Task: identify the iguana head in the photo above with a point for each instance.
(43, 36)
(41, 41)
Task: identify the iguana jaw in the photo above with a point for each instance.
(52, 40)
== == ==
INSTRUCTIONS TO FOLLOW
Output, exactly and with no other text, the line that contains "Task: identify the iguana jaw" and all lines from there to the end of the records.

SOLUTION TO THIS PROBLEM
Task: identify the iguana jaw in the photo above with a point for each instance.
(52, 40)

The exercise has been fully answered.